**Material provided:**
>>>>

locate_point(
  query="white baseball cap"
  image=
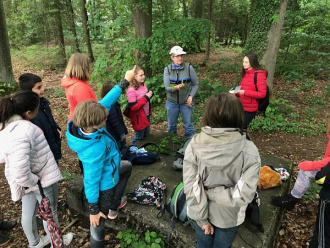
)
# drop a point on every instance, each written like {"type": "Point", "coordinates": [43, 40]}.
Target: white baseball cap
{"type": "Point", "coordinates": [177, 50]}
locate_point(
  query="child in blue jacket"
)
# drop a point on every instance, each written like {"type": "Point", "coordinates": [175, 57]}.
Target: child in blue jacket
{"type": "Point", "coordinates": [105, 176]}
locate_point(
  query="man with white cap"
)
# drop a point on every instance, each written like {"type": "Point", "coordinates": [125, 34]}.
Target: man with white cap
{"type": "Point", "coordinates": [181, 85]}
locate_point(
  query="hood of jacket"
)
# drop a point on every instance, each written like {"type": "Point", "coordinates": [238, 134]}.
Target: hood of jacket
{"type": "Point", "coordinates": [214, 141]}
{"type": "Point", "coordinates": [78, 142]}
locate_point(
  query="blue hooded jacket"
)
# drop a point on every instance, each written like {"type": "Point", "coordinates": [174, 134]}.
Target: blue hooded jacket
{"type": "Point", "coordinates": [98, 152]}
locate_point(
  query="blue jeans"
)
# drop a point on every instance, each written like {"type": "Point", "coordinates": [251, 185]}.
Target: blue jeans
{"type": "Point", "coordinates": [221, 238]}
{"type": "Point", "coordinates": [139, 135]}
{"type": "Point", "coordinates": [173, 110]}
{"type": "Point", "coordinates": [111, 199]}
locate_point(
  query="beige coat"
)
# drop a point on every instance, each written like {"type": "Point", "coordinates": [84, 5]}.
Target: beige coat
{"type": "Point", "coordinates": [227, 165]}
{"type": "Point", "coordinates": [27, 156]}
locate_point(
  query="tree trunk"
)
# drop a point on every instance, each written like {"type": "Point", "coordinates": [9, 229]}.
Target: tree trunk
{"type": "Point", "coordinates": [59, 31]}
{"type": "Point", "coordinates": [73, 26]}
{"type": "Point", "coordinates": [86, 30]}
{"type": "Point", "coordinates": [208, 42]}
{"type": "Point", "coordinates": [274, 39]}
{"type": "Point", "coordinates": [142, 11]}
{"type": "Point", "coordinates": [185, 9]}
{"type": "Point", "coordinates": [6, 70]}
{"type": "Point", "coordinates": [198, 10]}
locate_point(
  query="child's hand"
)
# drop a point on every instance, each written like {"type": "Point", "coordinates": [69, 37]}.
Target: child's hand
{"type": "Point", "coordinates": [208, 229]}
{"type": "Point", "coordinates": [60, 133]}
{"type": "Point", "coordinates": [95, 219]}
{"type": "Point", "coordinates": [129, 75]}
{"type": "Point", "coordinates": [149, 94]}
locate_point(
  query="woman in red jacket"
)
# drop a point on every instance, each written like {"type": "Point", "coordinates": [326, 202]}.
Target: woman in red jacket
{"type": "Point", "coordinates": [248, 94]}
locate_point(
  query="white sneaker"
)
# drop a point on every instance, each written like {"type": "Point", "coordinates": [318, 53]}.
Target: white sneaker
{"type": "Point", "coordinates": [67, 238]}
{"type": "Point", "coordinates": [42, 243]}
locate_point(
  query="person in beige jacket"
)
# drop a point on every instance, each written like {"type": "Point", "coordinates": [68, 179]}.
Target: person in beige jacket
{"type": "Point", "coordinates": [220, 173]}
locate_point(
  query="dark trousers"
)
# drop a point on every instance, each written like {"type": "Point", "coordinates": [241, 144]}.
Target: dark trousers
{"type": "Point", "coordinates": [110, 199]}
{"type": "Point", "coordinates": [248, 117]}
{"type": "Point", "coordinates": [321, 235]}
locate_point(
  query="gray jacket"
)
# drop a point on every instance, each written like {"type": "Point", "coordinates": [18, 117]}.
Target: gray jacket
{"type": "Point", "coordinates": [228, 166]}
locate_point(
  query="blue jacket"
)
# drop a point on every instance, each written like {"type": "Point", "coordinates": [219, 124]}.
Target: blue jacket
{"type": "Point", "coordinates": [46, 122]}
{"type": "Point", "coordinates": [98, 152]}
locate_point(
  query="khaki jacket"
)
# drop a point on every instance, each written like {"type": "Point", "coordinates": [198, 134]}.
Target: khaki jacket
{"type": "Point", "coordinates": [227, 165]}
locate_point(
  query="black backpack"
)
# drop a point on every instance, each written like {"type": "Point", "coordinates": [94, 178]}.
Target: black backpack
{"type": "Point", "coordinates": [147, 157]}
{"type": "Point", "coordinates": [263, 102]}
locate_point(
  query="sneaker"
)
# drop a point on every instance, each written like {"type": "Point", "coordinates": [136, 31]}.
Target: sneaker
{"type": "Point", "coordinates": [44, 240]}
{"type": "Point", "coordinates": [6, 225]}
{"type": "Point", "coordinates": [3, 240]}
{"type": "Point", "coordinates": [123, 202]}
{"type": "Point", "coordinates": [288, 201]}
{"type": "Point", "coordinates": [67, 238]}
{"type": "Point", "coordinates": [112, 214]}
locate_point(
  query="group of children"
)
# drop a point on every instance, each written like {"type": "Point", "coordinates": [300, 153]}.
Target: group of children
{"type": "Point", "coordinates": [31, 144]}
{"type": "Point", "coordinates": [31, 147]}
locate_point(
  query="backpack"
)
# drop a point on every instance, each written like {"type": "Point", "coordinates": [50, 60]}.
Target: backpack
{"type": "Point", "coordinates": [177, 206]}
{"type": "Point", "coordinates": [263, 102]}
{"type": "Point", "coordinates": [140, 156]}
{"type": "Point", "coordinates": [149, 192]}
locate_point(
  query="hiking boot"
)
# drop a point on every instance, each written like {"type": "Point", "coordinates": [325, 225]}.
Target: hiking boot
{"type": "Point", "coordinates": [288, 201]}
{"type": "Point", "coordinates": [67, 238]}
{"type": "Point", "coordinates": [44, 240]}
{"type": "Point", "coordinates": [3, 240]}
{"type": "Point", "coordinates": [123, 202]}
{"type": "Point", "coordinates": [5, 225]}
{"type": "Point", "coordinates": [112, 214]}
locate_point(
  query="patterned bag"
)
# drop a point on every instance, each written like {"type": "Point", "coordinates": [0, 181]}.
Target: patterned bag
{"type": "Point", "coordinates": [149, 192]}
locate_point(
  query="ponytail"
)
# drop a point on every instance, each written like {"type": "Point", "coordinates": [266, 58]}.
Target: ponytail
{"type": "Point", "coordinates": [17, 104]}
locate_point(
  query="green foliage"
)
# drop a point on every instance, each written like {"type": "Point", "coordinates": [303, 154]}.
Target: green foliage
{"type": "Point", "coordinates": [263, 15]}
{"type": "Point", "coordinates": [281, 116]}
{"type": "Point", "coordinates": [68, 176]}
{"type": "Point", "coordinates": [312, 192]}
{"type": "Point", "coordinates": [130, 238]}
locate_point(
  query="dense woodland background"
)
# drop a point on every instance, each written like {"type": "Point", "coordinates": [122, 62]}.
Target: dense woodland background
{"type": "Point", "coordinates": [292, 39]}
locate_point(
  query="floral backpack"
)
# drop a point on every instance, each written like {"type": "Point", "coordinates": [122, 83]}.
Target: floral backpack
{"type": "Point", "coordinates": [149, 192]}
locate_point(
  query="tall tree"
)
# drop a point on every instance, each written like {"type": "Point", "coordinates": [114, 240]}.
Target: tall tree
{"type": "Point", "coordinates": [6, 70]}
{"type": "Point", "coordinates": [59, 31]}
{"type": "Point", "coordinates": [86, 30]}
{"type": "Point", "coordinates": [73, 26]}
{"type": "Point", "coordinates": [142, 11]}
{"type": "Point", "coordinates": [264, 39]}
{"type": "Point", "coordinates": [274, 39]}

<<<<

**Problem to work on:** Without copying any images, transcribe the records exactly as they stand.

**Expected answer:**
locate_point(
  query="white baseball cap"
  image=
)
# drop a point on every instance, each written like {"type": "Point", "coordinates": [43, 40]}.
Target: white baseball cap
{"type": "Point", "coordinates": [177, 50]}
locate_point(
  query="child in blue jacket"
)
# drop a point on every instance, each written like {"type": "Point", "coordinates": [175, 57]}.
Target: child in blue jacket
{"type": "Point", "coordinates": [105, 176]}
locate_point(
  query="man with white cap"
)
# drop a point on every instance, each written like {"type": "Point", "coordinates": [125, 34]}.
Target: man with white cap
{"type": "Point", "coordinates": [181, 85]}
locate_point(
  query="hood of jacket"
)
# drop a point on every instance, each written like {"type": "Point", "coordinates": [238, 134]}.
Target: hood of jacket
{"type": "Point", "coordinates": [214, 141]}
{"type": "Point", "coordinates": [78, 142]}
locate_point(
  query="blue hooded jacket"
)
# drop a point on every instance, each written like {"type": "Point", "coordinates": [174, 134]}.
Target: blue hooded jacket
{"type": "Point", "coordinates": [98, 152]}
locate_point(
  query="blue jeans"
)
# drop a point on every instance, each written like {"type": "Point", "coordinates": [251, 185]}.
Target: blue jeans
{"type": "Point", "coordinates": [221, 238]}
{"type": "Point", "coordinates": [139, 135]}
{"type": "Point", "coordinates": [173, 110]}
{"type": "Point", "coordinates": [111, 199]}
locate_point(
  query="beige coat"
)
# drop a point on every instance, each written like {"type": "Point", "coordinates": [84, 5]}.
Target: beige coat
{"type": "Point", "coordinates": [227, 165]}
{"type": "Point", "coordinates": [27, 156]}
locate_point(
  query="tree trunk"
)
# drop a point on every instance, each written like {"type": "Point", "coordinates": [9, 229]}.
Target: tree trunk
{"type": "Point", "coordinates": [59, 31]}
{"type": "Point", "coordinates": [73, 26]}
{"type": "Point", "coordinates": [86, 30]}
{"type": "Point", "coordinates": [208, 42]}
{"type": "Point", "coordinates": [274, 39]}
{"type": "Point", "coordinates": [142, 11]}
{"type": "Point", "coordinates": [185, 9]}
{"type": "Point", "coordinates": [6, 70]}
{"type": "Point", "coordinates": [198, 10]}
locate_point(
  query="child's hand"
)
# drop a point on every instance, each written like {"type": "Point", "coordinates": [69, 37]}.
Target: child's hand
{"type": "Point", "coordinates": [208, 229]}
{"type": "Point", "coordinates": [60, 133]}
{"type": "Point", "coordinates": [95, 219]}
{"type": "Point", "coordinates": [129, 75]}
{"type": "Point", "coordinates": [149, 94]}
locate_point(
  query="woman in red jacket"
)
# drop a point on every instance, each written like {"type": "Point", "coordinates": [326, 202]}.
Target: woman in red jacket
{"type": "Point", "coordinates": [248, 94]}
locate_point(
  query="white sneaker"
)
# drop a point on every instance, each written like {"type": "Point", "coordinates": [318, 53]}.
Target: white sneaker
{"type": "Point", "coordinates": [67, 238]}
{"type": "Point", "coordinates": [42, 243]}
locate_point(
  query="person in beige jacket"
)
# drop a point on every instance, each written like {"type": "Point", "coordinates": [68, 179]}.
Target: person in beige jacket
{"type": "Point", "coordinates": [220, 173]}
locate_point(
  query="dark trousers"
)
# drop a point on every instance, each written like {"type": "Point", "coordinates": [241, 144]}.
Target: dark trousers
{"type": "Point", "coordinates": [110, 199]}
{"type": "Point", "coordinates": [248, 117]}
{"type": "Point", "coordinates": [321, 235]}
locate_point(
  query="gray jacket"
)
# drop a point on every instance, each written like {"type": "Point", "coordinates": [18, 117]}.
Target: gray jacket
{"type": "Point", "coordinates": [228, 166]}
locate_point(
  query="blue jacket"
)
# drop a point on every instance, each written like {"type": "Point", "coordinates": [219, 124]}.
Target: blue jacket
{"type": "Point", "coordinates": [46, 122]}
{"type": "Point", "coordinates": [98, 152]}
locate_point(
  query="khaki jacket"
)
# drop a point on every instance, each written like {"type": "Point", "coordinates": [198, 134]}.
Target: khaki jacket
{"type": "Point", "coordinates": [227, 165]}
locate_point(
  query="black backpack"
)
# drop a point on every instance, each written like {"type": "Point", "coordinates": [94, 178]}.
Target: black backpack
{"type": "Point", "coordinates": [147, 157]}
{"type": "Point", "coordinates": [263, 102]}
locate_point(
  query="sneaker"
)
# drop a point on every instance, each written like {"type": "Point", "coordinates": [136, 31]}.
Target: sneaker
{"type": "Point", "coordinates": [44, 240]}
{"type": "Point", "coordinates": [6, 225]}
{"type": "Point", "coordinates": [3, 240]}
{"type": "Point", "coordinates": [123, 202]}
{"type": "Point", "coordinates": [288, 201]}
{"type": "Point", "coordinates": [67, 238]}
{"type": "Point", "coordinates": [112, 214]}
locate_point(
  query="group of children"
)
# drop a point on every instance, each written like {"type": "Point", "coordinates": [300, 153]}.
Target: group of children
{"type": "Point", "coordinates": [31, 144]}
{"type": "Point", "coordinates": [31, 147]}
locate_point(
  query="backpack"
)
# drop a point on every instance, each written like {"type": "Point", "coordinates": [50, 60]}.
Target: backpack
{"type": "Point", "coordinates": [177, 206]}
{"type": "Point", "coordinates": [263, 102]}
{"type": "Point", "coordinates": [140, 156]}
{"type": "Point", "coordinates": [149, 192]}
locate_point(
  query="hiking boot"
)
# drop a point on every instance, each written like {"type": "Point", "coordinates": [325, 225]}.
Target: hiking boot
{"type": "Point", "coordinates": [288, 201]}
{"type": "Point", "coordinates": [67, 238]}
{"type": "Point", "coordinates": [44, 240]}
{"type": "Point", "coordinates": [3, 240]}
{"type": "Point", "coordinates": [123, 202]}
{"type": "Point", "coordinates": [5, 225]}
{"type": "Point", "coordinates": [112, 214]}
locate_point(
  query="patterned bag"
)
# drop a point on every instance, each written like {"type": "Point", "coordinates": [0, 181]}.
Target: patterned bag
{"type": "Point", "coordinates": [149, 192]}
locate_point(
  query="ponytail"
)
# drop a point on every instance, each written like {"type": "Point", "coordinates": [266, 58]}.
Target: ponytail
{"type": "Point", "coordinates": [17, 104]}
locate_point(
  query="green foliage"
)
# drop a point on every instance, each written like {"type": "Point", "coordinates": [303, 154]}.
Target: green foliage
{"type": "Point", "coordinates": [263, 15]}
{"type": "Point", "coordinates": [281, 116]}
{"type": "Point", "coordinates": [68, 176]}
{"type": "Point", "coordinates": [312, 192]}
{"type": "Point", "coordinates": [130, 238]}
locate_point(
  query="dense woodland background"
)
# drop a point on every instance, each written like {"type": "Point", "coordinates": [122, 62]}.
Target: dense woodland background
{"type": "Point", "coordinates": [292, 39]}
locate_point(
  query="floral backpack"
)
# drop a point on every instance, each written like {"type": "Point", "coordinates": [122, 83]}.
Target: floral backpack
{"type": "Point", "coordinates": [149, 192]}
locate_point(
  query="tall tree"
)
# drop a point on every instance, each written like {"type": "Point", "coordinates": [114, 240]}.
Target: tall tree
{"type": "Point", "coordinates": [6, 70]}
{"type": "Point", "coordinates": [59, 31]}
{"type": "Point", "coordinates": [86, 30]}
{"type": "Point", "coordinates": [73, 26]}
{"type": "Point", "coordinates": [142, 11]}
{"type": "Point", "coordinates": [264, 39]}
{"type": "Point", "coordinates": [274, 39]}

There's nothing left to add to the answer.